Point labeling listing
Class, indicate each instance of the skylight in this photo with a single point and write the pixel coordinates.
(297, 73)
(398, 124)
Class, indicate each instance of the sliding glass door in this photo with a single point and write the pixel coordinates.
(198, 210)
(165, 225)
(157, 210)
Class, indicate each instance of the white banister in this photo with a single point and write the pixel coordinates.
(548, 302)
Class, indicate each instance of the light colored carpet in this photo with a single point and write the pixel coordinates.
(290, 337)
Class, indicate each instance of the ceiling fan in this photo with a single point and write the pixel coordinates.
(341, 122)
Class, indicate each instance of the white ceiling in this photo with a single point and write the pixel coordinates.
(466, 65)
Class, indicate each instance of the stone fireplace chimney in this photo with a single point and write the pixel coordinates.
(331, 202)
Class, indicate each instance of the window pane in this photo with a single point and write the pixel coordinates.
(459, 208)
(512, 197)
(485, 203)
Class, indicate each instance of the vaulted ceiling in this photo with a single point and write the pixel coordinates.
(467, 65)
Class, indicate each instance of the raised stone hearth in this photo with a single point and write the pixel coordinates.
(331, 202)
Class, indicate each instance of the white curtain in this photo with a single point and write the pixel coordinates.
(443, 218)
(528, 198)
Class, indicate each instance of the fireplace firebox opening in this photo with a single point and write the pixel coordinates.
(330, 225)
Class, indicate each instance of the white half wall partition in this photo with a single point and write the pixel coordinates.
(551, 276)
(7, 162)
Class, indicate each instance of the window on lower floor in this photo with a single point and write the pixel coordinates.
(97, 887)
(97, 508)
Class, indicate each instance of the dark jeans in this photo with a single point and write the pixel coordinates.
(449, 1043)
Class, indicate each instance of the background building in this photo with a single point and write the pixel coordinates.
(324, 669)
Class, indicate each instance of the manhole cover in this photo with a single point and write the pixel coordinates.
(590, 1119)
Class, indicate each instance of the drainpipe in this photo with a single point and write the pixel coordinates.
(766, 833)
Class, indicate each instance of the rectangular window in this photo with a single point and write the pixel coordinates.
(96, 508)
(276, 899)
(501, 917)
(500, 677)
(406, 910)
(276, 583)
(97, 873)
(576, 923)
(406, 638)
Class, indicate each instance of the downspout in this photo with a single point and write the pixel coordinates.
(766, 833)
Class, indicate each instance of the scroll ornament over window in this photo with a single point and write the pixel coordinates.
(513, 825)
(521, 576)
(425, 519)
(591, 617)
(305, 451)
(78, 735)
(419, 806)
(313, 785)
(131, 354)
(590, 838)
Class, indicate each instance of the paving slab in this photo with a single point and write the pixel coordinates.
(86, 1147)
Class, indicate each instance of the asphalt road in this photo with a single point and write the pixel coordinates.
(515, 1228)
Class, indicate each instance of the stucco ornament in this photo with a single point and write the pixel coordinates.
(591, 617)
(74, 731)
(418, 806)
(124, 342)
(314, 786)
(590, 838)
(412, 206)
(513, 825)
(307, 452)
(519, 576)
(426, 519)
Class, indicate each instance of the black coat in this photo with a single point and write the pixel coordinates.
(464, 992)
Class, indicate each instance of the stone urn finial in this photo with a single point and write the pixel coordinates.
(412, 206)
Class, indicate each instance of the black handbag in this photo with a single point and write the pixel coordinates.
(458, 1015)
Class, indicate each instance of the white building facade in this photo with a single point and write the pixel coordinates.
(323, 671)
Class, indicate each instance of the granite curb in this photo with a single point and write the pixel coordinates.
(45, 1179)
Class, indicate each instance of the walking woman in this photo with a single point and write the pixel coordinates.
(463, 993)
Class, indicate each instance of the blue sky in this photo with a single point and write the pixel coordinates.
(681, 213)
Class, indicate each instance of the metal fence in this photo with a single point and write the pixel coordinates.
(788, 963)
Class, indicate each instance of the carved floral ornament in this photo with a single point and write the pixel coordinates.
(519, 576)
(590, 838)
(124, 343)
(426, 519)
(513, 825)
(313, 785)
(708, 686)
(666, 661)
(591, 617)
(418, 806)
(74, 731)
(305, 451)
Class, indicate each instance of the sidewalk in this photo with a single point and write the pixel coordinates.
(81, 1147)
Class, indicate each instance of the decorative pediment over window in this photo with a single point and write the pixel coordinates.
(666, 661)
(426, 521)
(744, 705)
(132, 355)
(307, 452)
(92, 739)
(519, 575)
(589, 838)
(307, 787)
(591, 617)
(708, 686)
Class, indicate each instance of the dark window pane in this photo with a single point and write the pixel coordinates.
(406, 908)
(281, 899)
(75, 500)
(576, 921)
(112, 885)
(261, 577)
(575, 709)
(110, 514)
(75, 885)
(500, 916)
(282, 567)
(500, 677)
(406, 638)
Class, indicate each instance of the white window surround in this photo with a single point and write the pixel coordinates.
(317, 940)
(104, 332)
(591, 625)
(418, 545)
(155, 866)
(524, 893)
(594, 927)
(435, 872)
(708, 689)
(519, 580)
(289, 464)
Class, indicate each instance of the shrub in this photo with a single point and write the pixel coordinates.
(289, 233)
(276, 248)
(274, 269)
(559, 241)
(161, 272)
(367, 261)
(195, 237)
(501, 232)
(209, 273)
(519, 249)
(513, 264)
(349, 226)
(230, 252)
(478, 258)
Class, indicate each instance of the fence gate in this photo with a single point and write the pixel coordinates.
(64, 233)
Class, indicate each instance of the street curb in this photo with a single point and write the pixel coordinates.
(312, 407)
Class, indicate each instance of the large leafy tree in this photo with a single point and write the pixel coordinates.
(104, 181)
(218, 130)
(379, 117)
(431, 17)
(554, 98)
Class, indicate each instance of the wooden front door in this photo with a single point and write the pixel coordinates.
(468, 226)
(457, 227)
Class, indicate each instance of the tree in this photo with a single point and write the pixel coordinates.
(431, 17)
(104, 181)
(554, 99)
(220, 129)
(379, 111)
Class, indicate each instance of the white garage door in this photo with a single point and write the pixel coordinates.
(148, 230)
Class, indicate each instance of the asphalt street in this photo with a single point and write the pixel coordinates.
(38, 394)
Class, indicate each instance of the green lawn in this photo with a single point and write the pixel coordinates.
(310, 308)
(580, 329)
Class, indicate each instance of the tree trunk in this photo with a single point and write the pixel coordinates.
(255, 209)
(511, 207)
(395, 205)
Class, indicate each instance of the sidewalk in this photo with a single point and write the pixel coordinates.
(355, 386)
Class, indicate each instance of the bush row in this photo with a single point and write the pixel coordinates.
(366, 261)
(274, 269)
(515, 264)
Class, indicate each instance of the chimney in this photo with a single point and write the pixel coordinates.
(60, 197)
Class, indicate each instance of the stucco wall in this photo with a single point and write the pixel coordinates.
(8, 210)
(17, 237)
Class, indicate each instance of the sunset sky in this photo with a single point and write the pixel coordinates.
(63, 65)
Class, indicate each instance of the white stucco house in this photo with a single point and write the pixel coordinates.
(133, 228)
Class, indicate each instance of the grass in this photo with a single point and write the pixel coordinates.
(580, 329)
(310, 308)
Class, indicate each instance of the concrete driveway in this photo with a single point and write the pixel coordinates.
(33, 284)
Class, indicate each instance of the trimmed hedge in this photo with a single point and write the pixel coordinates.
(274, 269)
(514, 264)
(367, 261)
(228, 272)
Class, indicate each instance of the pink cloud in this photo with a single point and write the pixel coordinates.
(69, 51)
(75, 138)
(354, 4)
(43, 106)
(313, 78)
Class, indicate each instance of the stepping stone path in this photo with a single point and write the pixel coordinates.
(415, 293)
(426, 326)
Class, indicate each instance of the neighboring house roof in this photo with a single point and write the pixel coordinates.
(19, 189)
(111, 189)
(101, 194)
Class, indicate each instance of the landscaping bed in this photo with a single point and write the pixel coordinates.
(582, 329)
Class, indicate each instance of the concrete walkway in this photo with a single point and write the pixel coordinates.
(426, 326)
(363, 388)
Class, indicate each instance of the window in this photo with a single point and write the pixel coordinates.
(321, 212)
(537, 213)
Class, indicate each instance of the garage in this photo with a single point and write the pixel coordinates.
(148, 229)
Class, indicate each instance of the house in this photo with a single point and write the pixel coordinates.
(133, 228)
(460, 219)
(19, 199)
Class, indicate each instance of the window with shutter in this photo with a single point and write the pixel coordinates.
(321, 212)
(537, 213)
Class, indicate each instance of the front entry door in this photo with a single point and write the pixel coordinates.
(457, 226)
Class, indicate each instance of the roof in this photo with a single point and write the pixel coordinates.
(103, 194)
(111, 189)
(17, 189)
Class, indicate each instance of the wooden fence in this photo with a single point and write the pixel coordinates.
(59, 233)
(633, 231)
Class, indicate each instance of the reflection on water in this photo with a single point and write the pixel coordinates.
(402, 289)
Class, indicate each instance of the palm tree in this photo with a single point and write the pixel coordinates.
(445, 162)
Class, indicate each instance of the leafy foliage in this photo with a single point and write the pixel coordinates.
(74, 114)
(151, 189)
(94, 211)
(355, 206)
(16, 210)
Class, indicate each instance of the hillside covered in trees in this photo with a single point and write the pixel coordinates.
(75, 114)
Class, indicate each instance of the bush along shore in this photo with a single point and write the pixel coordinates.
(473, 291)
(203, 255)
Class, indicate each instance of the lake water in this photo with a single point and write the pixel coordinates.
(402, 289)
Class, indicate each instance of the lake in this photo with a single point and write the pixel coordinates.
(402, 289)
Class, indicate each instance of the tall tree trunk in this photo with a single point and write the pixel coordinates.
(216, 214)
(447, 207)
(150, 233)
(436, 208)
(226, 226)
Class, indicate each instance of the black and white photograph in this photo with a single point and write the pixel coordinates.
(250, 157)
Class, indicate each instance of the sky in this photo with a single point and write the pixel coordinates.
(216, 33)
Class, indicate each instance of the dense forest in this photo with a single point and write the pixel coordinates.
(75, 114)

* AIM *
Turn the lines from the start of the listing through the line containing "(590, 1119)", inclusive, into a numbered list, leaving out any blank lines.

* FINISHED ANSWER *
1. Class, indicate each instance of the skylight in this photo with a single point and write the pixel coordinates.
2. (297, 73)
3. (398, 124)
4. Class, indicate each instance of the sliding glass door in this photo with a single point and write the pixel coordinates.
5. (198, 210)
6. (165, 225)
7. (157, 210)
8. Class, indicate each instance of the white banister in this photo with a single point and write the pixel coordinates.
9. (548, 302)
10. Class, indicate each instance of the light colored carpet in this photo with a single point and write the pixel coordinates.
11. (290, 337)
12. Class, indicate each instance of the ceiling fan in this photo with a single point and write the pixel coordinates.
13. (341, 122)
14. Class, indicate each instance of the white ceiling in this photo with a single point and write the pixel coordinates.
15. (466, 65)
16. Class, indicate each instance of the stone fireplace chimney in this photo with a single point and write the pixel coordinates.
17. (331, 202)
18. Class, indicate each instance of the window pane in this photo with a single point and write the pixel coordinates.
19. (459, 208)
20. (512, 197)
21. (485, 203)
22. Class, indicate each instance of the vaulted ceiling in this photo with a single point and write the pixel coordinates.
23. (467, 65)
24. Class, indicate each instance of the raised stone hearth in this photo with a single point and write the pixel coordinates.
25. (331, 202)
26. Class, indicate each instance of the white curtain in this photo with a single point and write the pixel coordinates.
27. (443, 218)
28. (528, 198)
29. Class, indicate each instance of the fireplace firebox opening in this photo with a single point and write the pixel coordinates.
30. (330, 225)
31. Class, indicate each instance of the white half wall partition in this photo with a single point and write the pixel coordinates.
32. (551, 276)
33. (7, 162)
34. Class, indicate each instance of the window on lower floor in this photo with a single point and write the pixel coordinates.
35. (97, 887)
36. (97, 508)
37. Class, indicate each instance of the dark jeans in this photo with a single point and write the pixel coordinates.
38. (449, 1043)
39. Class, indicate each instance of the background building in this photo with a single point and write the pixel coordinates.
40. (324, 669)
41. Class, indicate each instance of the manhole cover in this photo with a single point and write the pixel coordinates.
42. (590, 1119)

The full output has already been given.